#### [The input]
+ + +
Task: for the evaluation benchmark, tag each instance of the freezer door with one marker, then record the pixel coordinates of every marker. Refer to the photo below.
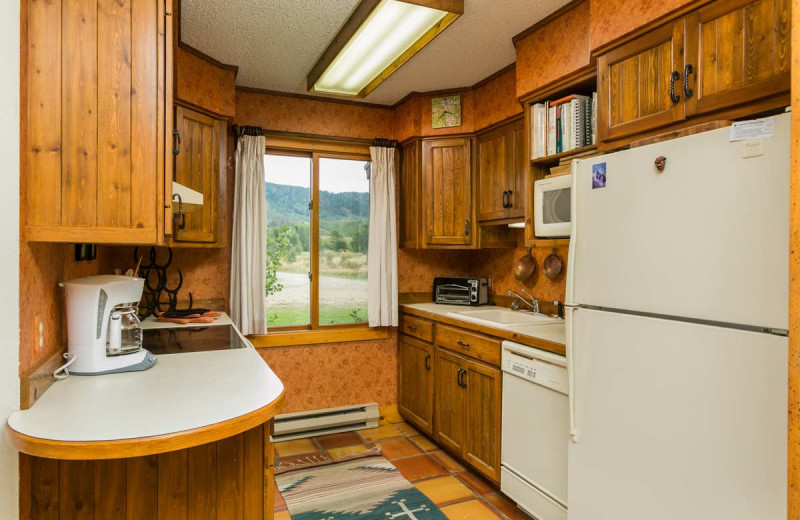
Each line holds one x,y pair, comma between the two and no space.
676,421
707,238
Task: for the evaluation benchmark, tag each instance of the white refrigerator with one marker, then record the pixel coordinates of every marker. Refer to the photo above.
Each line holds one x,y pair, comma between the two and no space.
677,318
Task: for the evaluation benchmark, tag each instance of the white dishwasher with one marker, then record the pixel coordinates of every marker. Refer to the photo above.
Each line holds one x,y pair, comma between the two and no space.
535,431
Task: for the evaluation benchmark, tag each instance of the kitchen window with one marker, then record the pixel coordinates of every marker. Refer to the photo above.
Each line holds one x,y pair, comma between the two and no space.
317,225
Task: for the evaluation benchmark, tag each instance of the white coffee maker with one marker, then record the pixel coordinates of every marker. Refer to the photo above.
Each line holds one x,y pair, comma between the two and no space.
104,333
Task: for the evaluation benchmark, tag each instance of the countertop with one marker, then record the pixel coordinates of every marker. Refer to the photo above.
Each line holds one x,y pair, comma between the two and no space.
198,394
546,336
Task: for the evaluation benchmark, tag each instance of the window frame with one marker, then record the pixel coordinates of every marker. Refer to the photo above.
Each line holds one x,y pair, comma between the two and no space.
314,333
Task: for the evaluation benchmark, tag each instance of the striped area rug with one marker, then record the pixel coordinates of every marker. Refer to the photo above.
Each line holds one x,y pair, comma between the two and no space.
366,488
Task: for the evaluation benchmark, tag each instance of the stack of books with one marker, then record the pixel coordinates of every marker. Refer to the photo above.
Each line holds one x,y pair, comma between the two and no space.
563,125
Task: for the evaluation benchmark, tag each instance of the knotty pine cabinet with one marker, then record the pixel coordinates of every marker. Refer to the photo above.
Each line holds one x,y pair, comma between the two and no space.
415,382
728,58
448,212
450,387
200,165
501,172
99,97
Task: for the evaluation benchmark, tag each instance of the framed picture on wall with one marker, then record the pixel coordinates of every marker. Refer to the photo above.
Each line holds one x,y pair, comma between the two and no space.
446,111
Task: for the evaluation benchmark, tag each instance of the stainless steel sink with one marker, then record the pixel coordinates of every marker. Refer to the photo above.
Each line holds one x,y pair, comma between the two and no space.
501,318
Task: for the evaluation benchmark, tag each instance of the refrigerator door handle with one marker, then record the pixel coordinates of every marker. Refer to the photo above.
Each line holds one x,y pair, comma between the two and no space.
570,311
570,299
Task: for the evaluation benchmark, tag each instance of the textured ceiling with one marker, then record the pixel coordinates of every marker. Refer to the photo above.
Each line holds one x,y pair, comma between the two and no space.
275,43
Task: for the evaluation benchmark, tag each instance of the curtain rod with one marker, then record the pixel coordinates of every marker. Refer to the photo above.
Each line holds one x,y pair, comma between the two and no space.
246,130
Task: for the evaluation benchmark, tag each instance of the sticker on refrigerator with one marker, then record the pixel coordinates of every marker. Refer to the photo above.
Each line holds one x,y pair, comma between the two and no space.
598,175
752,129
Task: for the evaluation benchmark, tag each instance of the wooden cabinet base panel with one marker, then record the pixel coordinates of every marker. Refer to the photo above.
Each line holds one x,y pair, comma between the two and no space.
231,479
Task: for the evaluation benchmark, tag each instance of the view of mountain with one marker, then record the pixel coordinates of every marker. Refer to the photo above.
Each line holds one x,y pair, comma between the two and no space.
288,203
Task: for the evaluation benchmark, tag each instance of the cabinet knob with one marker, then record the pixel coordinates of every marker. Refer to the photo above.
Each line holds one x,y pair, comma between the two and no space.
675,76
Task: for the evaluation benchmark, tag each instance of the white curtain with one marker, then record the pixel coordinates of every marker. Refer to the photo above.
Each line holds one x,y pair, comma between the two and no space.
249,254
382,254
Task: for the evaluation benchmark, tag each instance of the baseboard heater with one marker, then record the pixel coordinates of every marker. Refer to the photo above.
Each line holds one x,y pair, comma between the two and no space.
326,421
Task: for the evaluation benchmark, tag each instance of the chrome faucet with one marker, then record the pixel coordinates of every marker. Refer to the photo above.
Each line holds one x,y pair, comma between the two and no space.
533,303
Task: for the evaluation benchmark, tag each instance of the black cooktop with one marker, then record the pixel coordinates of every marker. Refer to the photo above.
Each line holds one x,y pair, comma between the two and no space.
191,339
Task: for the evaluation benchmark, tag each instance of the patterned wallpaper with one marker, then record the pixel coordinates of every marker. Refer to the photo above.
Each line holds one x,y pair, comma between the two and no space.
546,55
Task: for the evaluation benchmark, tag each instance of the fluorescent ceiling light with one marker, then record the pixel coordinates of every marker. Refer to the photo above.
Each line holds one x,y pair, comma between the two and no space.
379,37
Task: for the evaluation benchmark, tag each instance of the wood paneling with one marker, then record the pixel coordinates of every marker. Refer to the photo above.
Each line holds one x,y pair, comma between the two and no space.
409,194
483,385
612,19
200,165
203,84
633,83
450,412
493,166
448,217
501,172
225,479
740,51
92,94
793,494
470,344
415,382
+ + +
#### [Written problem]
Extract every line from the one with "the white curtain" down to the final line above, both included, exactly as written.

#### [Reply]
Task: for the evaluation benchmark, tag each instance of the white curtain with one marker, then record the pixel coordinates of every marker. Refer to the photo above.
Each line holds one x,y pair, comma between the two and no space.
249,254
382,254
Task: for the evaluation benchmark, tag each instance of the baseboard heater with one marker, then record the pixel coordinates of every marker. Refer to the photo above.
Each line holds one x,y pair, comma between the two and no space.
326,421
Task: for the evaluation benchmark, tag each instance of the chrome faucet with one marker, then record the pixel coordinates of every marker. Refer to the photo above.
Each line holds one x,y pair, comma between the two and no space.
533,303
Task: for the evaluation benchmark, tag each instance of the black cooktop with one marker, then record the pixel coordinates of every marker. Refer to the photo above.
Each line holds one x,y pair, comma between the two and no space.
191,339
Task: for the evaluation benchmark, tag each instance of the patterned wallpaper with one marker, then record the pixel coordinates of every marker. Refer to the photo above.
Each line holds one x,y pair, comma between the two and no space.
546,55
Task: for the evaluation benchmark, tag each instance of the fluorescent ceiling light with one marker, then record the pixel coordinates of every marker. Refer to the photo above.
Each line holds one x,y pair, comma between the two and no space.
379,37
Task: for the evaluation benchmark, tag each instance of the wood paneling with one marker, then record the pixel coordinates of every marker. Refer to the photo above.
Each line holds one x,y pair, comma between the two and no space.
409,194
483,385
612,19
200,165
203,84
633,83
450,412
493,166
448,217
501,172
225,479
740,51
92,94
793,494
470,344
415,382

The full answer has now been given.